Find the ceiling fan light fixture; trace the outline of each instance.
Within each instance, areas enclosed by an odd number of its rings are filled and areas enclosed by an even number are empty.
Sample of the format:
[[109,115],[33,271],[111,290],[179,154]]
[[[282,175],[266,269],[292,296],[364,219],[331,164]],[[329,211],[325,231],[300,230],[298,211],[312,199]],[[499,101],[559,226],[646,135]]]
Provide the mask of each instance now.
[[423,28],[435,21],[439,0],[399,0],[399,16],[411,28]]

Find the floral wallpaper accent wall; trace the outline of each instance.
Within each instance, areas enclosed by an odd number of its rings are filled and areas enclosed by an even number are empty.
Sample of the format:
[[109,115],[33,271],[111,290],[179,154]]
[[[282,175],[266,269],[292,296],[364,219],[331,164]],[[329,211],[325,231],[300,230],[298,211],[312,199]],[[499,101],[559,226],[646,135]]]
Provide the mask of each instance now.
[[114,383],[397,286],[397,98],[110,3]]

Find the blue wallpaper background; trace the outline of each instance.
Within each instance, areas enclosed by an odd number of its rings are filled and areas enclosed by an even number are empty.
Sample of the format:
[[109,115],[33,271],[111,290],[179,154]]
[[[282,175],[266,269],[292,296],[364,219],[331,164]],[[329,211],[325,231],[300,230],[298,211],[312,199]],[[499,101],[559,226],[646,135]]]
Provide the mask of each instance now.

### Work to complete
Reproduce the material above in full, swapping every occurrence of "trace the outline" for "draw the boundary" and leaving everything else unchanged.

### Written response
Find the ceiling fan light fixture; draw the boundary of each instance.
Within each instance, areas enclosed by an odd number of its rings are filled and areas enclosed by an even number are empty.
Sample of the format:
[[109,115],[33,271],[111,290],[179,154]]
[[[282,175],[266,269],[292,296],[364,219],[331,164]],[[329,211],[325,231],[300,230],[298,211],[312,199]],[[499,101],[559,226],[646,135]]]
Provide the mask of each instance now.
[[423,28],[435,21],[439,0],[399,0],[399,16],[411,28]]

Find the floral wallpaper accent wall; draw the boundary of each instance.
Within each instance, areas enclosed by an odd number of its rings are filled and areas enclosed by an even number are empty.
Sample of the format:
[[109,115],[33,271],[111,290],[179,154]]
[[[282,175],[266,269],[292,296],[364,219],[331,164]],[[329,211],[325,231],[300,230],[298,211],[312,199]],[[499,101],[559,226],[646,135]]]
Provide the mask of each instance now.
[[114,383],[397,286],[397,98],[110,3]]

Find the blue wallpaper background; draw the boundary of each instance.
Within each instance, areas enclosed by an odd number of its rings are filled and areas enclosed by an even number are empty.
Sample of the format:
[[109,115],[33,271],[111,290],[179,154]]
[[[282,175],[266,269],[292,296],[364,219],[331,164]],[[329,211],[325,231],[300,230],[298,211],[312,199]],[[499,101],[559,226],[646,135]]]
Provide the mask of each instance now.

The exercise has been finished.